-- AIM OF THE EXERCISE --
Find the word "bear" in the data. Return every line where it appears.

═══ RECORDS SHOWN ═══

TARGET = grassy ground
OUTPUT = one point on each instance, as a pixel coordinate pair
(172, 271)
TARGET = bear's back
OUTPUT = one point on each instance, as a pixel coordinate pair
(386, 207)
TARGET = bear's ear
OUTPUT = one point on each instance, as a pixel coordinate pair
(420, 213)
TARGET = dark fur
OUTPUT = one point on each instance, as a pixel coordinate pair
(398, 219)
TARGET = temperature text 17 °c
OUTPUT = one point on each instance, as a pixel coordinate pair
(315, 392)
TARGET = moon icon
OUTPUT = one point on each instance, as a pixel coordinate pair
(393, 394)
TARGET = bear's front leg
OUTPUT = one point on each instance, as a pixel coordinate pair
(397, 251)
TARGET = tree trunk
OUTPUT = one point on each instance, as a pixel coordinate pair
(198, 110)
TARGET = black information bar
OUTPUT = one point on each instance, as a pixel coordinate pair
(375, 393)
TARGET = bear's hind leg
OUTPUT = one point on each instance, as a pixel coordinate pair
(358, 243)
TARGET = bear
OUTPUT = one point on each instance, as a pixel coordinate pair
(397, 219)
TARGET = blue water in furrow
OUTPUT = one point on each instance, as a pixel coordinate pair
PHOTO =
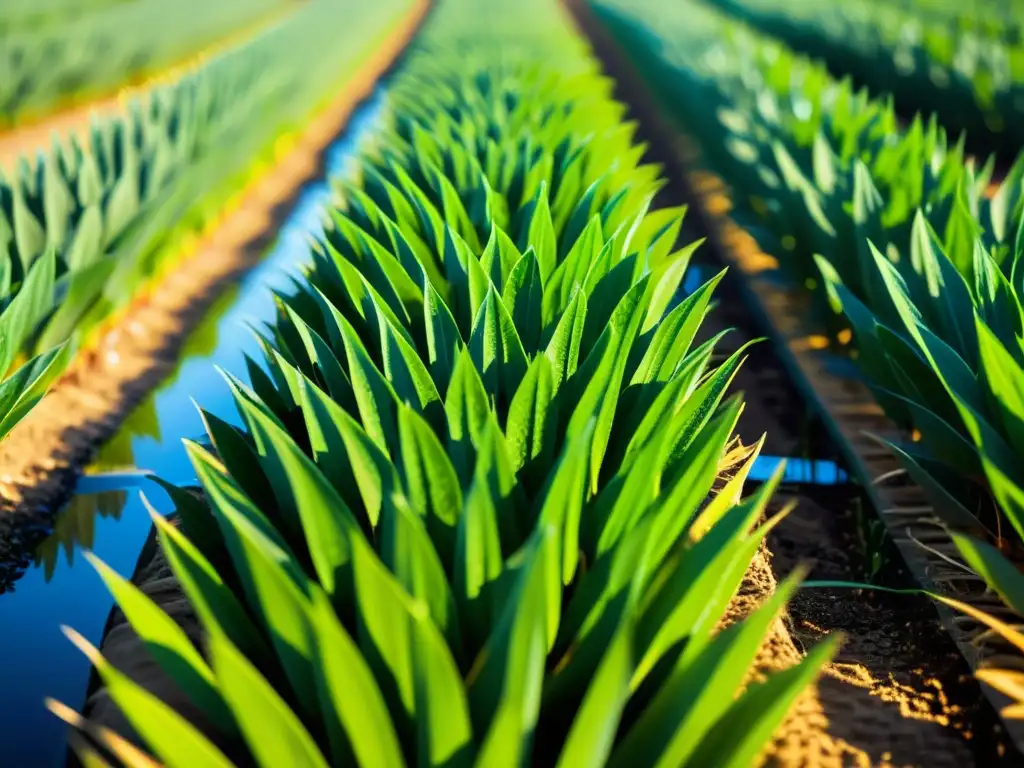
(108, 515)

═══

-- ANSWER TO THE PROBLEM --
TARGET = bear's back
TARGET = bear's ear
TARGET = bear's front leg
TARGET = bear's hind leg
TARGET = bear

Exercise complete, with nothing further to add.